## Problem
Filter the items below and copy each line that contains the string "handbag".

Image location labeling entries:
+ + +
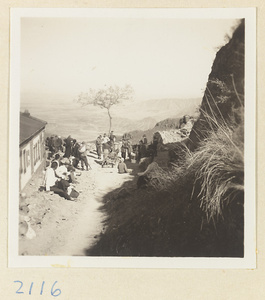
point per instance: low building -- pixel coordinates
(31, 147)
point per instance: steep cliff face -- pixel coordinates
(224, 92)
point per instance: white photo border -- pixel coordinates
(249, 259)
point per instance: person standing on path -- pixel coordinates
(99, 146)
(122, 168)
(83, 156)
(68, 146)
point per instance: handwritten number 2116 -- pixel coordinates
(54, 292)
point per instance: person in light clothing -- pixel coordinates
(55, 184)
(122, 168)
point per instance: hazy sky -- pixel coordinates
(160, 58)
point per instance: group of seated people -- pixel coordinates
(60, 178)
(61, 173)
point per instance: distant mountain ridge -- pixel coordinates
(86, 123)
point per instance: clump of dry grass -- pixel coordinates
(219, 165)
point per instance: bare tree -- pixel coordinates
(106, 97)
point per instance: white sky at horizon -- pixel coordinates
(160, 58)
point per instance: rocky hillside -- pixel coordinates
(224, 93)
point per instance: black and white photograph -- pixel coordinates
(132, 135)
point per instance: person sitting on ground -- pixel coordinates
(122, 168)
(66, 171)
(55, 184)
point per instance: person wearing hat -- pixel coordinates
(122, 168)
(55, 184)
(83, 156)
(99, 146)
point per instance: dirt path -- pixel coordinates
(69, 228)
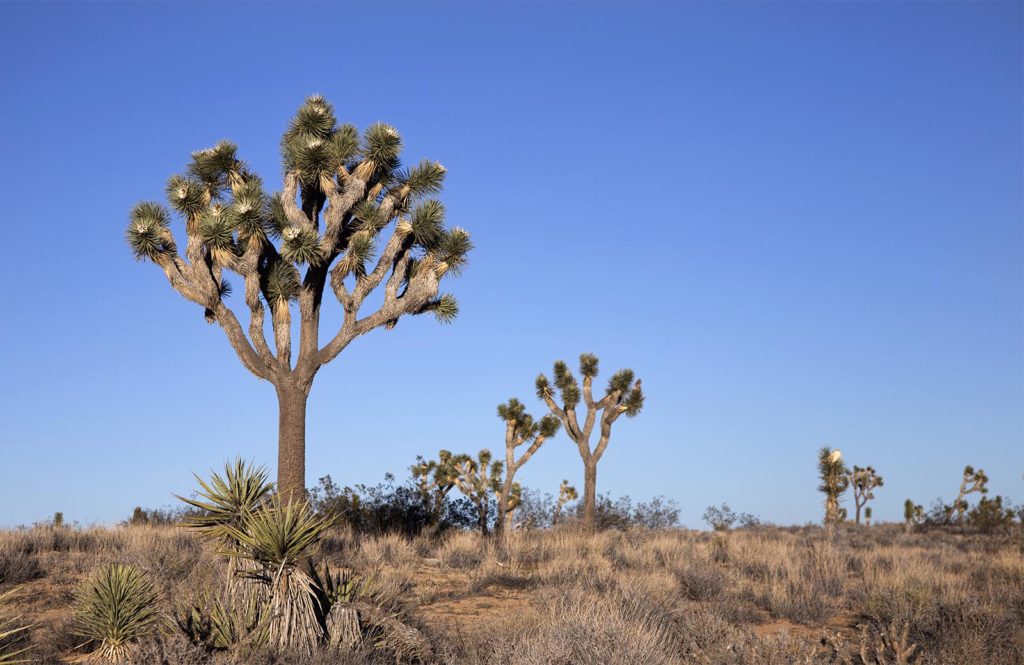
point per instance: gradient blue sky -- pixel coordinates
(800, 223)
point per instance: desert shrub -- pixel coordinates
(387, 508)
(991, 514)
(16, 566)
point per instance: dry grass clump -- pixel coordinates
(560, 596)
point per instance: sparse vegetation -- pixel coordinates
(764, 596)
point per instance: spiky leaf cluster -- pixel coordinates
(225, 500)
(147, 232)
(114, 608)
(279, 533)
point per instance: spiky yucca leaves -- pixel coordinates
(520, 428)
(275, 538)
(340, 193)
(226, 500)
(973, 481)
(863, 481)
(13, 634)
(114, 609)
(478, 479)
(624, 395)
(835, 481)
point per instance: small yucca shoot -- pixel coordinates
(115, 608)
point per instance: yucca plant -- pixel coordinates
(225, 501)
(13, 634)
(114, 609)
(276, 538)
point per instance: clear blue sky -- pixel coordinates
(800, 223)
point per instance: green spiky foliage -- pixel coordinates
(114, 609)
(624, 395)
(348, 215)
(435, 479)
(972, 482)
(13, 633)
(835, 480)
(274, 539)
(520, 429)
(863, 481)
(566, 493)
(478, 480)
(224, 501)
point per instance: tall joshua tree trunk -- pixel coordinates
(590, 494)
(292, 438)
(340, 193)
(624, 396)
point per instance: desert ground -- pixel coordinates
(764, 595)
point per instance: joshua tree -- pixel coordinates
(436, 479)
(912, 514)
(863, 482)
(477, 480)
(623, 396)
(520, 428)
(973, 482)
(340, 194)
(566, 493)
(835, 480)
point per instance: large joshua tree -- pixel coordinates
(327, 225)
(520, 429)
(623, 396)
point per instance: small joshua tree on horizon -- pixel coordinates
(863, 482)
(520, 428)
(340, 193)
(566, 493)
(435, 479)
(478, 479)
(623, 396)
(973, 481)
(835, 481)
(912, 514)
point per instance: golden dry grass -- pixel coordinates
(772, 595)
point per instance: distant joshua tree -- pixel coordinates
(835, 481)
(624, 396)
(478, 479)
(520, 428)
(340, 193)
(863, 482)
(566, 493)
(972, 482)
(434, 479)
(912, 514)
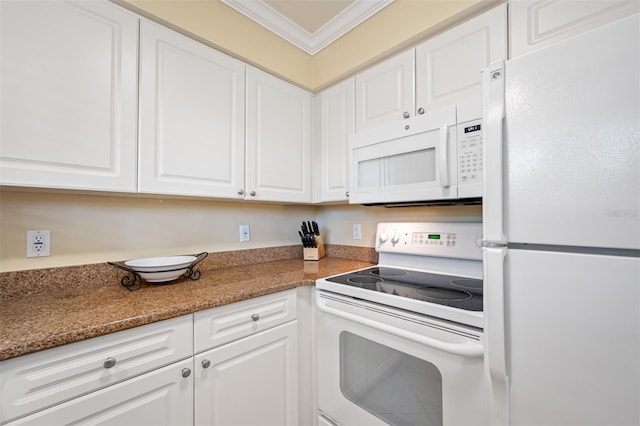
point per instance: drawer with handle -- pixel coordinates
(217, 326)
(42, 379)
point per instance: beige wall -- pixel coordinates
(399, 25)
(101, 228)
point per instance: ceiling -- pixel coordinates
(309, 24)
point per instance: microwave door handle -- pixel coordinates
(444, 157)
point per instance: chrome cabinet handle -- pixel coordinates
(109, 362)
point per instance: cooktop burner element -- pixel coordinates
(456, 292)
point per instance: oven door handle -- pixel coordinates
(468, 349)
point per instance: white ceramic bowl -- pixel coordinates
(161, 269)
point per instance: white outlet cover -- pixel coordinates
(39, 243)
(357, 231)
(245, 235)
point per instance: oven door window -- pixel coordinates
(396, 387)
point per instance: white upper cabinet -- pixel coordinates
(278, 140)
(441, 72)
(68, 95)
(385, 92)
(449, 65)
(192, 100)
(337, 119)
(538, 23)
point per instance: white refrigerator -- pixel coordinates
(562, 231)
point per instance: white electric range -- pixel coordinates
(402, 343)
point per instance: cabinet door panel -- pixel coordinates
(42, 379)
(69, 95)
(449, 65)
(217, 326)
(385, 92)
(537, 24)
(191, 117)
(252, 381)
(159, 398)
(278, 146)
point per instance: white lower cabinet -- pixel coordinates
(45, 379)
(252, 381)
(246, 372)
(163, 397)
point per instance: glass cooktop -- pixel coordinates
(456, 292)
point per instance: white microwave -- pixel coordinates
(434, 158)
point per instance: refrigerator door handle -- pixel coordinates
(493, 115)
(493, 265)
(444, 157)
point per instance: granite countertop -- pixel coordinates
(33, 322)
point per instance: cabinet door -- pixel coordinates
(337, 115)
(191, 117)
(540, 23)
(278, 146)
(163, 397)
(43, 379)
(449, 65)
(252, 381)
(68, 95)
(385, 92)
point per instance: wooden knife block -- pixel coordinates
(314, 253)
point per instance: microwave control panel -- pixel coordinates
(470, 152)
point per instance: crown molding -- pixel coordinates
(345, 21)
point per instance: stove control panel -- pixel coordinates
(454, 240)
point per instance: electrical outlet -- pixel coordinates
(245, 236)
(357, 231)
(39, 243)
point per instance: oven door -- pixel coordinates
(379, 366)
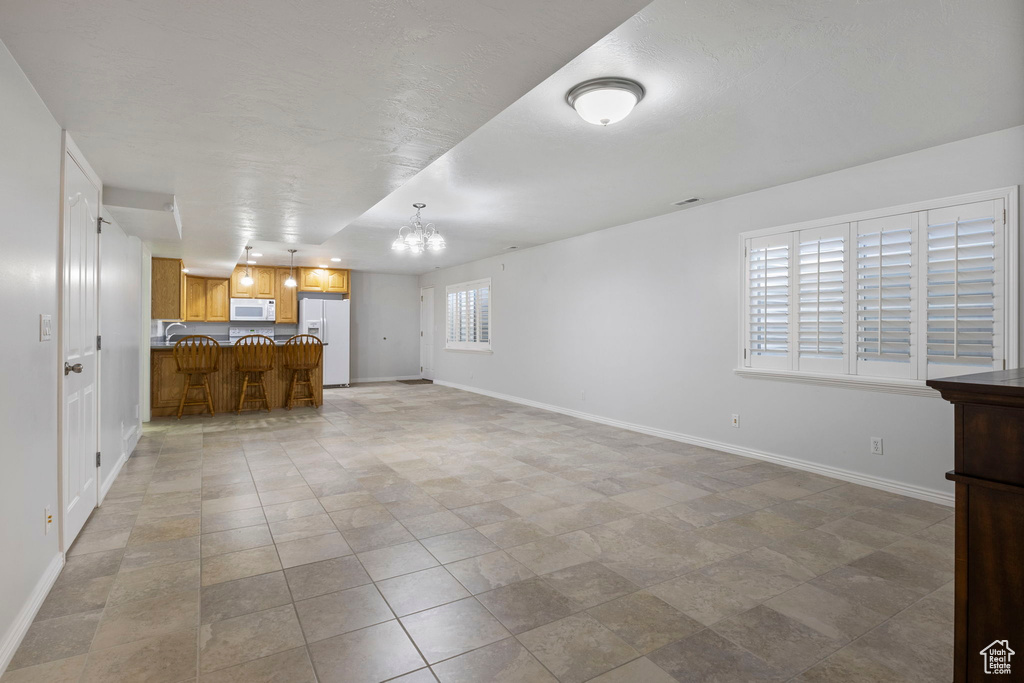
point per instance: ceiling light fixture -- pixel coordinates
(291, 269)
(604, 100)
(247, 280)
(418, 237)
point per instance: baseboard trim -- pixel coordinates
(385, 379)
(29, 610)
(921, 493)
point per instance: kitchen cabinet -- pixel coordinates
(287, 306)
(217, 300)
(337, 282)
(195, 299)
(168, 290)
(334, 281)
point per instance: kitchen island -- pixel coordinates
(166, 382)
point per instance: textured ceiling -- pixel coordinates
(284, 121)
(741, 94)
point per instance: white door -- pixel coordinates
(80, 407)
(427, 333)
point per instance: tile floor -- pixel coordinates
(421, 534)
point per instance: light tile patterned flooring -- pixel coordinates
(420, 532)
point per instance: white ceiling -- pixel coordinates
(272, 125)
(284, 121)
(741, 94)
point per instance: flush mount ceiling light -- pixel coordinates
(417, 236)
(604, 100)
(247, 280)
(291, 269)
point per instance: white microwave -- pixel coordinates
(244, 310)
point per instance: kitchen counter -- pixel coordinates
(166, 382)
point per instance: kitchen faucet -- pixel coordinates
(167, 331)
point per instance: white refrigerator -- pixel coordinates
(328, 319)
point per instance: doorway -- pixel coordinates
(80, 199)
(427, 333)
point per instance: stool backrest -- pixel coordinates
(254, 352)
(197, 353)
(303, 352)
+ + +
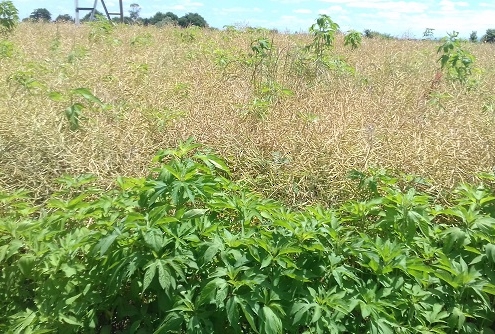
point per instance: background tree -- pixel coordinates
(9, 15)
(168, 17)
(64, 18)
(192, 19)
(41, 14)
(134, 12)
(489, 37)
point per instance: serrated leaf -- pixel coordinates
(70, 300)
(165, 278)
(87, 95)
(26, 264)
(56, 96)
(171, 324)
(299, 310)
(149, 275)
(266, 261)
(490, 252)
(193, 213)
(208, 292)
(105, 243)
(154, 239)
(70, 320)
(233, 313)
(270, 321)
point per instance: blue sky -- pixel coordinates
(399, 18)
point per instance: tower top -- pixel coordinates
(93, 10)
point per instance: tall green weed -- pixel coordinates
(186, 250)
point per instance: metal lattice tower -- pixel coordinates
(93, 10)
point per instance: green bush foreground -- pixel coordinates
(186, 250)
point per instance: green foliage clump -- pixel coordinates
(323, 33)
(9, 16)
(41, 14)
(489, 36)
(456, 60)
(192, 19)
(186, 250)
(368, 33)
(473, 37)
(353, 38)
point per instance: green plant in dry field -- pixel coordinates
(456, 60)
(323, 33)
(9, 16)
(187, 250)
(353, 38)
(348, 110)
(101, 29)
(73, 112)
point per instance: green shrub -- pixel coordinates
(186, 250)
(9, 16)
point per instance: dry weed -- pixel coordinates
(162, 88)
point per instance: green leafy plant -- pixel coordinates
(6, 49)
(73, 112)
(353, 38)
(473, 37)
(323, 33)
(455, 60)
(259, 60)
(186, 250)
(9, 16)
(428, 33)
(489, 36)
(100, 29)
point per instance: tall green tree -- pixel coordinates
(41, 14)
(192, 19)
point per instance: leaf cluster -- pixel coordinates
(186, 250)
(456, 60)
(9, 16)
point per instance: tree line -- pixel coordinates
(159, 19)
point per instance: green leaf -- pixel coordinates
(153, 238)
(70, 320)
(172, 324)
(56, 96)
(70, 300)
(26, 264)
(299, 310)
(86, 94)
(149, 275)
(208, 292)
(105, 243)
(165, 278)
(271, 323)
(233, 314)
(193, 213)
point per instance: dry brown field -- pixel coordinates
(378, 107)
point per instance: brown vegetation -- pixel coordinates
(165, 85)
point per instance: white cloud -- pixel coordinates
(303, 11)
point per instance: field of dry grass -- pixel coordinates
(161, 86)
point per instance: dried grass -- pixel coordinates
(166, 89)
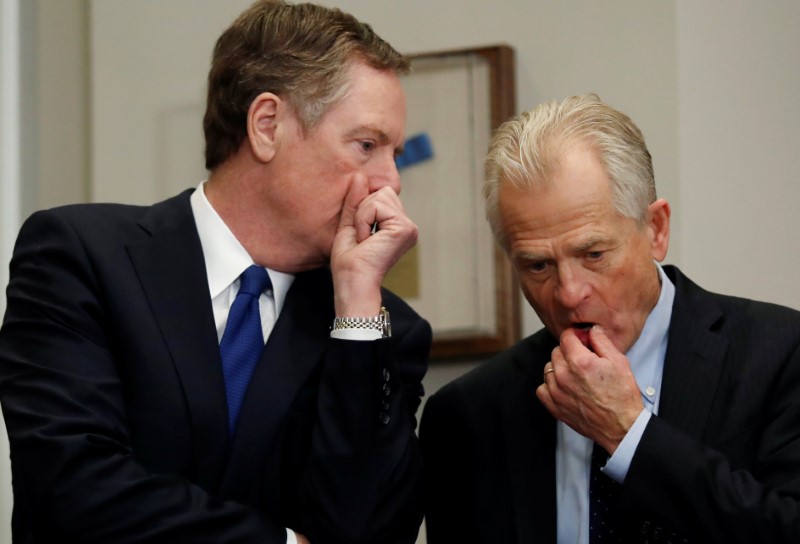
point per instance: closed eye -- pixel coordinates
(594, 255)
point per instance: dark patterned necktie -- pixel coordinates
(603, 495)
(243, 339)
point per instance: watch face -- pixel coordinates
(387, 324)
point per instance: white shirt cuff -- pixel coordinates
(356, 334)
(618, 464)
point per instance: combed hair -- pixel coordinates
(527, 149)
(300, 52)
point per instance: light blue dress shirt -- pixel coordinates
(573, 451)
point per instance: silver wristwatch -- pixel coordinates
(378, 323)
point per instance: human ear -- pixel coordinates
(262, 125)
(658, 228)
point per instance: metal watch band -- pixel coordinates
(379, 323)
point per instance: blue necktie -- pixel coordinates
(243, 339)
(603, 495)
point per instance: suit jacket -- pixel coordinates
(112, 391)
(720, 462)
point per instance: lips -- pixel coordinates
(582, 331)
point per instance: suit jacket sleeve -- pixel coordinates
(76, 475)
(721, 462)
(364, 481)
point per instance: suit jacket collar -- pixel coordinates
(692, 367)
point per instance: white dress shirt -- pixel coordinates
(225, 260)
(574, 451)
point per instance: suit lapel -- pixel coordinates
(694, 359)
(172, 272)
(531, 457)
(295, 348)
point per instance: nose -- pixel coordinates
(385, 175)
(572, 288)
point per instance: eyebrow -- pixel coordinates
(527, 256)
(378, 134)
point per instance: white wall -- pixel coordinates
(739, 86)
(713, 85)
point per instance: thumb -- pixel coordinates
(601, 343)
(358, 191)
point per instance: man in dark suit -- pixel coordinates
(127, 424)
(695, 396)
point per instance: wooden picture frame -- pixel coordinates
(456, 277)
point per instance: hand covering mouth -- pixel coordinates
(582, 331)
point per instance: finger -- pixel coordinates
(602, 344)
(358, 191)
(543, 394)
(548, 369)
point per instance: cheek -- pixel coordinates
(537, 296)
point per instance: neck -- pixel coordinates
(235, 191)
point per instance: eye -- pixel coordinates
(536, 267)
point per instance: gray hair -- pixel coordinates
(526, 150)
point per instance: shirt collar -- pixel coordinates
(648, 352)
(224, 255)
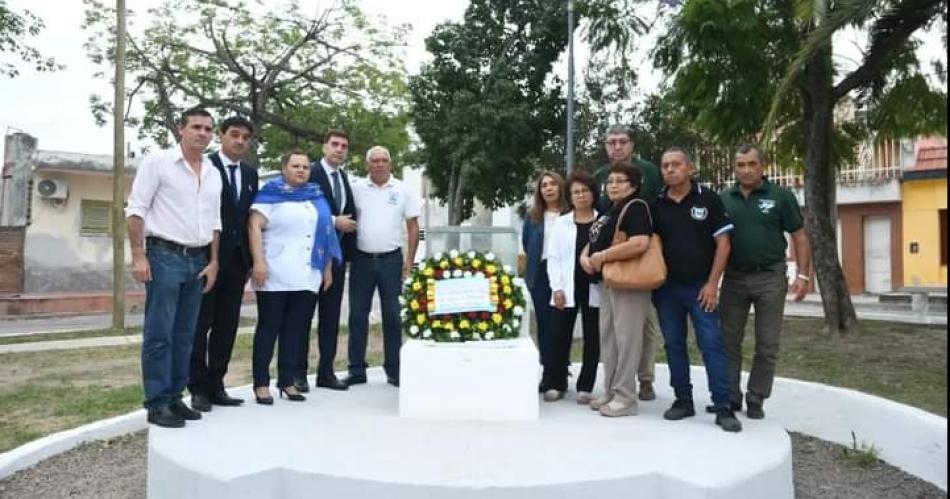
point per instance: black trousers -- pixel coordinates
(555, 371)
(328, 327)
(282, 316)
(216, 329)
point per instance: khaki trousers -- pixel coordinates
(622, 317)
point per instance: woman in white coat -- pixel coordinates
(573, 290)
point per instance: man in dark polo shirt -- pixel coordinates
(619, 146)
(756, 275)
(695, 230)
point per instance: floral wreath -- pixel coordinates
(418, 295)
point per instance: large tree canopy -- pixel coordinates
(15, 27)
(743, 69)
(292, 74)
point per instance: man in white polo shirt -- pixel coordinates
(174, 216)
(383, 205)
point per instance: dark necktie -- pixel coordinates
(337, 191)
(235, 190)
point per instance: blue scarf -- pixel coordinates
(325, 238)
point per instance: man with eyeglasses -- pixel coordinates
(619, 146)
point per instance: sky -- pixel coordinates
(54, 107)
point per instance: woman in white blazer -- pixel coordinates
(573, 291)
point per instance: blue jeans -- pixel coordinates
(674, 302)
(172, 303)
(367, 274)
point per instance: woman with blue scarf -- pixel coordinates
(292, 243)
+ + +
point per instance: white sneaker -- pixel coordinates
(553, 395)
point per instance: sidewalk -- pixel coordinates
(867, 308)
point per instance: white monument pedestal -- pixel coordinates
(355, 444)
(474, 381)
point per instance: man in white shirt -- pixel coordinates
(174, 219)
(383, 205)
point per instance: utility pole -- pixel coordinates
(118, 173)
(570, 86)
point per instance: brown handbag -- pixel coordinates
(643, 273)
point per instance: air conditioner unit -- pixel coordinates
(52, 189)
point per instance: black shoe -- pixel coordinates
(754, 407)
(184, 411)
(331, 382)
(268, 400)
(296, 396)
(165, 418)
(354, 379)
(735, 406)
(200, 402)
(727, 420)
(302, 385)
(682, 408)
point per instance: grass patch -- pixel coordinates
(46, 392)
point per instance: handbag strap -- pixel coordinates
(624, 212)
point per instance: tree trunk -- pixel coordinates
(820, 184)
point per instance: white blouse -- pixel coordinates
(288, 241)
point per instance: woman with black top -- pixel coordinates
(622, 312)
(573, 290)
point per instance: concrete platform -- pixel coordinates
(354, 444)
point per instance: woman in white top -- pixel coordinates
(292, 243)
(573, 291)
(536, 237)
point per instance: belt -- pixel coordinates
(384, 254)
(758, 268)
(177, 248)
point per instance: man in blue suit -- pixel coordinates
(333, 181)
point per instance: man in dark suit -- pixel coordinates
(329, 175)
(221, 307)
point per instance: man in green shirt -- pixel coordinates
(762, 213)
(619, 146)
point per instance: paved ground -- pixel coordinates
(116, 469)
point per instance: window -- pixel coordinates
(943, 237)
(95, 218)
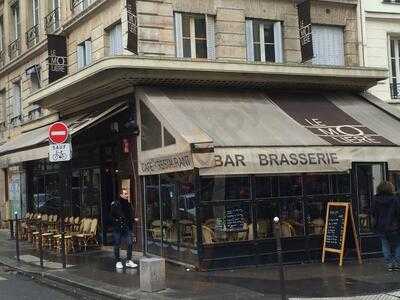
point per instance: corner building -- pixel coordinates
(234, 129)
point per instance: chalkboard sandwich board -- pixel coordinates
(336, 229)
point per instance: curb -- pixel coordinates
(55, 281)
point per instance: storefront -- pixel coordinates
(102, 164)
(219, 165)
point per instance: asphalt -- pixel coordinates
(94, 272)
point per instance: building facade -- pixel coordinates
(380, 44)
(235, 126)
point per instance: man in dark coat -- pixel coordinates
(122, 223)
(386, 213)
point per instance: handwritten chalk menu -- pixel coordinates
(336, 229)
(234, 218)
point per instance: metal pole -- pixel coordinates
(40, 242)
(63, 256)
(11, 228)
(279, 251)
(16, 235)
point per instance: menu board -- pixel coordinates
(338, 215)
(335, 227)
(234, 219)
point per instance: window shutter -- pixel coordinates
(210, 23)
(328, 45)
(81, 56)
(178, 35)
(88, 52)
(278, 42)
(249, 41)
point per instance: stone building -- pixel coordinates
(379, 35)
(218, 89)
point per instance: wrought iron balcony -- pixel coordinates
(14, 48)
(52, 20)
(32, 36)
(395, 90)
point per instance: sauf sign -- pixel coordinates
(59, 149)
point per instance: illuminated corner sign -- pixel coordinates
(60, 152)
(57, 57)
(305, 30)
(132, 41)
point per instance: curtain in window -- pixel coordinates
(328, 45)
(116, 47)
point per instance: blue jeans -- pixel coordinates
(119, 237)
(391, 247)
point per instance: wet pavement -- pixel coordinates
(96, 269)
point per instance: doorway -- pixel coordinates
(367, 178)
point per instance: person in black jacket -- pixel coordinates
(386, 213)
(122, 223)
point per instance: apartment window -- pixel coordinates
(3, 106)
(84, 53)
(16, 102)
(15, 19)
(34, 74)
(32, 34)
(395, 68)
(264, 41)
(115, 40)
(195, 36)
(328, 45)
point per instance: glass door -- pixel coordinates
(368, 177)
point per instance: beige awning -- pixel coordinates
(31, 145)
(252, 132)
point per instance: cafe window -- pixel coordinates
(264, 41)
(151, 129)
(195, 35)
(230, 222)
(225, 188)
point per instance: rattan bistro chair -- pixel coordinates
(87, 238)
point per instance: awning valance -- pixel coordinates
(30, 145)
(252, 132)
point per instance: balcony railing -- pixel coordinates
+ + +
## Answer to the task
point per instance: brown handbag -- pixel coordinates
point per instance: handbag strap -- pixel coordinates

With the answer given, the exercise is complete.